Stated task 1: In the records, from the line with "Each instance of the ocean" to the line with "[[128, 359]]", change "ocean water" to "seawater" and return those lines otherwise unaltered.

Page:
--- START ---
Enter by the narrow gate; for wide is the gate and broad is the way that leads to destruction, and there are many who go in by it. Because narrow is the gate and difficult is the way which leads to life, and there are few who find it. Matthew 7:13-14
“The Narrow Gate”. What precisely is that? It’s the choice to do things God’s way instead of indulging our rebellious self-will, or the moral short-cuts we think will bring us our desire. It’s waiting on the leading and timing of the Holy Spirit for all decisions. When we do this, we enter in the very works God personally created for us from the beginning of time. In this slipstream, all the resistance of toil, striving, disappointment, and disillusionment we face from the world slides off us. Finally, Jesus has one more directive for us to slip into great ease and resting.
Come to Me, all you who labor and are heavy laden, and I will give you rest. Take My yoke upon you and learn from Me, for I am gentle and lowly in heart, and you will find rest for your souls. For My yoke is easy and My burden is light.” Matthew 11:28-30
As ministry stresses increase and the tempo quickens, only the slipstream will satisfy me. It's time to master this thing. It’s there, but there are things you've got to let go of; laboring, self-condemnation, fear and failure. Just like the Tour de France, every day is a new race, with new strategy and strength required.
--- END ---
Stated task 2: Recast the devotional's paragraph beginning "As ministry stresses increase" as a short bulleted list of its main points.

Entries:
--- START ---
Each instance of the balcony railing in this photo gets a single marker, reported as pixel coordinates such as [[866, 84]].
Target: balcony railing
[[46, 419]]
--- END ---
--- START ---
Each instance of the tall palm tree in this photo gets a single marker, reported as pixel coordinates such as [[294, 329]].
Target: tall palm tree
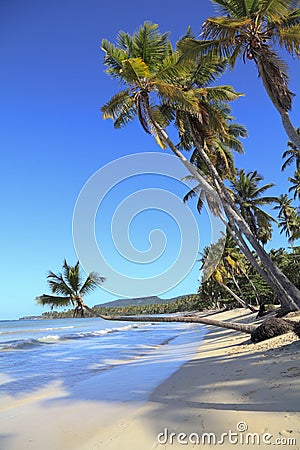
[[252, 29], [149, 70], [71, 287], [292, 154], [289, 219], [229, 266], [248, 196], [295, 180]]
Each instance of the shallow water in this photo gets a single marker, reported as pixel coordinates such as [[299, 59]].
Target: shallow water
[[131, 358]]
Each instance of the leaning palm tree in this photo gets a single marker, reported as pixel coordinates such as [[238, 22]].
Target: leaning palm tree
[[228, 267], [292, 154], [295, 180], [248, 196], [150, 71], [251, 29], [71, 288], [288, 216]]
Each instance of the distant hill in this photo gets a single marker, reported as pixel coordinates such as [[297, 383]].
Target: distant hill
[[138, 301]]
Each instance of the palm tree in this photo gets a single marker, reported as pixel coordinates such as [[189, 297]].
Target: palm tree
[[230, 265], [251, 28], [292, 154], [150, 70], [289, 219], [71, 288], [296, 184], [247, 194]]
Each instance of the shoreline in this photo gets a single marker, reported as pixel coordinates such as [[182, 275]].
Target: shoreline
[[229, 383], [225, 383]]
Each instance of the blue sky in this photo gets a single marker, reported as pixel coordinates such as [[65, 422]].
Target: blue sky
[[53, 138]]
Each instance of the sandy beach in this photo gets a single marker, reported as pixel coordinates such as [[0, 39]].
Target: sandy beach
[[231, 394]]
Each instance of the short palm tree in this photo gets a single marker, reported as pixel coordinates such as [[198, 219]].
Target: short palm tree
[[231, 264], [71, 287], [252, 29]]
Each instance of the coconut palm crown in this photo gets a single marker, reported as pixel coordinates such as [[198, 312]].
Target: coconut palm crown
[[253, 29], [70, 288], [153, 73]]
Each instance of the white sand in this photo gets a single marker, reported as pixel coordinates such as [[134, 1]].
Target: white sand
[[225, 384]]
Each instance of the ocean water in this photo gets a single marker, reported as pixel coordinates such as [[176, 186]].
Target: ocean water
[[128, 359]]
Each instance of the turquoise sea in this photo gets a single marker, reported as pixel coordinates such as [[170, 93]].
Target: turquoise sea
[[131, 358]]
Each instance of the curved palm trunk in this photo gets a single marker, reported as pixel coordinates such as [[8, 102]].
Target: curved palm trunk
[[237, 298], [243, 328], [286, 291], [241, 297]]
--- END ---
--- START ---
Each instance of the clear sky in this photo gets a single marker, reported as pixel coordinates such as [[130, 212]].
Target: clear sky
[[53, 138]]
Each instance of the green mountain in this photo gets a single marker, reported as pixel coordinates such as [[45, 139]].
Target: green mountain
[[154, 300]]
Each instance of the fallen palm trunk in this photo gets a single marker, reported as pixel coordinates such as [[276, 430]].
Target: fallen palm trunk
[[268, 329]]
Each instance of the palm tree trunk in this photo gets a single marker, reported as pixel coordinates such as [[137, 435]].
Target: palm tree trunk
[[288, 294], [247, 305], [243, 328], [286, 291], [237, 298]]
--- END ---
Task solution 1:
Each instance of the seawater in this photo gets a single marker, reported as pixel coordinates such as [[176, 186]].
Target: seawater
[[128, 359]]

Task solution 2:
- As ministry stresses increase and the tempo quickens, only the slipstream will satisfy the writer.
- It is time to master it.
- The slipstream is there, but some things must be let go: laboring, self-condemnation, fear and failure.
- As in the Tour de France, every day is a new race that requires new strategy and strength.